RECORDS SUPPLIED »
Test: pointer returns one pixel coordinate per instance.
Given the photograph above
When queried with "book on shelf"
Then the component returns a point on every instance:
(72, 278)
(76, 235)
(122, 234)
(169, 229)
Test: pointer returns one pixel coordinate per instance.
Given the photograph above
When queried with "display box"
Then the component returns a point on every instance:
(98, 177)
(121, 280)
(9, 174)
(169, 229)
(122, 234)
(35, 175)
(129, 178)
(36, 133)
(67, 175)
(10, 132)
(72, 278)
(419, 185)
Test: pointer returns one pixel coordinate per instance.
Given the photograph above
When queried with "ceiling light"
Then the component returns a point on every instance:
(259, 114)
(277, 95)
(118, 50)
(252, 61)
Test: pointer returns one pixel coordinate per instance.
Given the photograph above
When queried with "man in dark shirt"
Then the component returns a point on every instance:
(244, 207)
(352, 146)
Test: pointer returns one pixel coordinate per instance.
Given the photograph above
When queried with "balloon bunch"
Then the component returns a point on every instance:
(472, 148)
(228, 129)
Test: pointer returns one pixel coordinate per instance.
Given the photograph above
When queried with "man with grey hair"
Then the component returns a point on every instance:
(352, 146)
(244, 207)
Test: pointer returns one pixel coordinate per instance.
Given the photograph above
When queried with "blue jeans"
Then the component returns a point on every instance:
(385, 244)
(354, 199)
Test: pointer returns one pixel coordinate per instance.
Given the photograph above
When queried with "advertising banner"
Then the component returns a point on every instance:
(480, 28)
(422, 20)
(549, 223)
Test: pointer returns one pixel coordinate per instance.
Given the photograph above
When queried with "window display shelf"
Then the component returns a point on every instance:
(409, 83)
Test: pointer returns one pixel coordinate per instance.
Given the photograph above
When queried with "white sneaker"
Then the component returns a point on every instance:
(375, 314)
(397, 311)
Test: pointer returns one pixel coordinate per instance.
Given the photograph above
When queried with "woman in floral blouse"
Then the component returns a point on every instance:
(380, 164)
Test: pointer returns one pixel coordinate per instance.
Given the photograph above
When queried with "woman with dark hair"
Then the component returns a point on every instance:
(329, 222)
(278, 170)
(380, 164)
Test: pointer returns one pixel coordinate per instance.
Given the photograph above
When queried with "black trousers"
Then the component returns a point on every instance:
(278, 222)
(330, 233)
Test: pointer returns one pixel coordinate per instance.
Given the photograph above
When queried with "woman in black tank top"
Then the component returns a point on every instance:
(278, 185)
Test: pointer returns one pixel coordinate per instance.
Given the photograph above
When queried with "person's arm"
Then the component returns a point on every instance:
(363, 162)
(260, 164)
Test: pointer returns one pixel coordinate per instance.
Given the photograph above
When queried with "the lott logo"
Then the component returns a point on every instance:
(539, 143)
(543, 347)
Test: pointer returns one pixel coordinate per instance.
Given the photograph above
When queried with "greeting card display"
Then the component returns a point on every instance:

YOUR INSTRUCTIONS » Write the entries again, exactly as they stand.

WRITTEN RESPONSE »
Test: pointer returns one pixel coordinate per instance.
Given the photograph above
When queried with "book on shelf"
Then the component returns a point on every instance:
(72, 278)
(76, 235)
(122, 234)
(169, 229)
Test: pointer returns one pixel coordinate per instance.
Given the photograph above
When queried with "display box"
Then the component returns a point on every instance:
(98, 177)
(121, 280)
(9, 174)
(169, 229)
(122, 234)
(35, 175)
(129, 178)
(36, 133)
(67, 175)
(10, 132)
(72, 278)
(419, 185)
Test: pointer returns one pixel coordinate per instance.
Given the photograph above
When queried with "ceiling light"
Then the component returns a point on every instance:
(259, 114)
(277, 95)
(118, 50)
(252, 61)
Test: pointer returns one pixel coordinate per instance.
Given the photograph above
When queried with "man in dark shirt"
Then the component returns a point on every instance:
(244, 207)
(352, 146)
Test: pointer returns one pixel coordinate per instance.
Given the photograph above
When queried with "balloon bunch"
Then the component returns a point on every instance:
(472, 148)
(228, 129)
Test: pointer returns one pixel coordinate per instance.
Given the photograph above
When queried with "man with grey hair"
Then the component returns a point on every instance:
(352, 146)
(244, 207)
Test: pointer returns one pixel coordinate per instance.
Given the photograph above
When queried with "blue jeans"
Then the component returns a point on every instance:
(385, 244)
(354, 199)
Test: pointer returns one pixel coordinate per instance.
Given the photograph above
When queried with "advertising banner"
Then the component returns a point on every instance:
(480, 28)
(422, 20)
(549, 223)
Test: pointer returns one pixel coordinate per instance.
Given the photograph above
When queried with "window display shelf"
Then the component returns a point on every instance:
(409, 83)
Test: pointer returns one pixel coordinate per instance.
Given the photograph above
When queried with "white sneaker"
Then the component returns a point on every instance:
(375, 314)
(397, 311)
Test: pointer returns one pixel coordinate per instance.
Given the photograph above
When queried with "woman in floral blouse"
Then the component returns a point on every instance:
(380, 164)
Test: pointer returns one pixel coordinate per instance.
Given the photograph above
When queried with "woman with dark hair"
Then the component returns a point on every instance:
(329, 222)
(278, 170)
(380, 164)
Test: pointer returns one pixel coordinate per instance.
Given the photograph above
When queried with "black trousers"
Then the component returns a point on every instance:
(278, 222)
(330, 233)
Test: pointer returns one pixel coordinate per instance.
Given the photograph above
When queried with "woman in black tank top"
Then the component returns a point on every instance:
(278, 185)
Test: pointer returns one pixel coordinate per instance.
Given the photograph above
When queried with "person's arm"
Then the component returns a point on every instance:
(363, 162)
(260, 164)
Test: pointer returns one pixel coordinate per instance.
Given the photograph above
When queried with "the lott logo"
Then the component returns a point on every instance:
(539, 143)
(543, 347)
Test: pointer returns one pixel coordinate per instance.
Given the photograph above
When queried with "greeting card display"
Then the component returns a point on every instance:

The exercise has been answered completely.